BEGIN

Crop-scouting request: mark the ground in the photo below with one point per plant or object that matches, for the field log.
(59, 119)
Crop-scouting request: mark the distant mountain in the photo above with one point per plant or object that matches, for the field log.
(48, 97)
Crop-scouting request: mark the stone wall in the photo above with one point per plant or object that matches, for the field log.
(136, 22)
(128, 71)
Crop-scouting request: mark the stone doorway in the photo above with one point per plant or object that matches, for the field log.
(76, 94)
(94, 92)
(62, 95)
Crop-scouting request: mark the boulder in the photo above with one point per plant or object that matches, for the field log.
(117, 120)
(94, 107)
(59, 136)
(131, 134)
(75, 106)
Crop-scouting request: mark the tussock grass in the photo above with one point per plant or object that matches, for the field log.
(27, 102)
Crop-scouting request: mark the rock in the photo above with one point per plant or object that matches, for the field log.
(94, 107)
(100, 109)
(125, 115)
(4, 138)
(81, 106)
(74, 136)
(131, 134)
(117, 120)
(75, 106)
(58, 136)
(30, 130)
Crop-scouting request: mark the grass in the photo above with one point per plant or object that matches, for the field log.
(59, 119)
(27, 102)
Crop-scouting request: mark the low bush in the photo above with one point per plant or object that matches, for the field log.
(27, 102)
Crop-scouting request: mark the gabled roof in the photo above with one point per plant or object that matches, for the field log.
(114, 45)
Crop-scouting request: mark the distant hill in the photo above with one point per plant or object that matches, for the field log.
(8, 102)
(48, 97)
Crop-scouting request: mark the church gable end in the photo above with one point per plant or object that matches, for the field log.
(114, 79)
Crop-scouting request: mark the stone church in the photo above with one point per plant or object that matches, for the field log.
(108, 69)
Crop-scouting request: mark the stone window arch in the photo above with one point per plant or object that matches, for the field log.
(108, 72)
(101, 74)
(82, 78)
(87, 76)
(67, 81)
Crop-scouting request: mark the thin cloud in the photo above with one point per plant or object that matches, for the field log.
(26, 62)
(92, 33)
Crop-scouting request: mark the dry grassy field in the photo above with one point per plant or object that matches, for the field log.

END

● EXERCISE PROMPT:
Rewrite the material above as a Markdown table with two columns, Row and Line. Give each non-blank line its own numbered row.

● COMPLETED EXERCISE:
| Row | Line |
|---|---|
| 1 | Crop-scouting request: mark the ground in the photo below with one point per plant or object that matches, for the field log. |
| 2 | (59, 119) |
| 3 | Crop-scouting request: mark the distant mountain in the photo above with one point per plant or object that matches, for the field log. |
| 4 | (48, 97) |
| 5 | Crop-scouting request: mark the stone wall in the photo above with one point per plant or object that matches, for the field log. |
| 6 | (136, 22) |
| 7 | (128, 71) |
| 8 | Crop-scouting request: mark the stone doorway in the photo above with one point per plant or object that matches, for the field log. |
| 9 | (76, 94) |
| 10 | (94, 92) |
| 11 | (62, 95) |
| 12 | Crop-scouting request: mark the boulder in the photo above with one point per plant or object that matches, for the field log. |
| 13 | (117, 120) |
| 14 | (94, 107) |
| 15 | (59, 136) |
| 16 | (131, 134) |
| 17 | (75, 106) |
| 18 | Crop-scouting request: mark the tussock grass in the photo above with one point per plant or object that matches, for the field log. |
| 19 | (27, 102) |
| 20 | Crop-scouting request: mark the rock in the photo above with one point per plant or object that matches, for the field log. |
| 21 | (94, 107) |
| 22 | (100, 109) |
| 23 | (125, 115) |
| 24 | (4, 138) |
| 25 | (81, 106) |
| 26 | (74, 136) |
| 27 | (131, 134) |
| 28 | (117, 120) |
| 29 | (75, 106) |
| 30 | (58, 136) |
| 31 | (30, 130) |
| 32 | Crop-scouting request: mark the grass in the photo above with one point per plant or object that matches, for the field log. |
| 33 | (59, 119) |
| 34 | (27, 102) |
| 35 | Crop-scouting request: mark the low bush in the photo above with one point per plant or object that matches, for the field log. |
| 36 | (27, 102) |
| 37 | Crop-scouting request: mark the gabled roof in the photo above with one point per plant or object that matches, for the field log. |
| 38 | (114, 45) |
| 39 | Crop-scouting request: mark the distant hill in the photo above with one point per plant or object that matches, for the field log. |
| 40 | (8, 102) |
| 41 | (48, 97) |
| 42 | Crop-scouting request: mark the church gable end in the photo above with one point per plant or object that matches, for the field log. |
| 43 | (114, 79) |
| 44 | Crop-scouting request: mark the stone church in the photo above with one point per plant or object that matches, for the field log. |
| 45 | (108, 69) |
| 46 | Crop-scouting request: mark the stone window arch in the photo above with one point per plant or object that matches, for the field log. |
| 47 | (108, 72) |
| 48 | (101, 74) |
| 49 | (82, 78) |
| 50 | (87, 76) |
| 51 | (67, 81) |
| 52 | Crop-scouting request: mark the thin cloud in the photo above with one point per plant or object that matches, for the field log. |
| 53 | (26, 62) |
| 54 | (92, 33) |
| 55 | Crop-scouting request: mark the dry grassy field in the photo above with one point per plant or object that matches, for the field log. |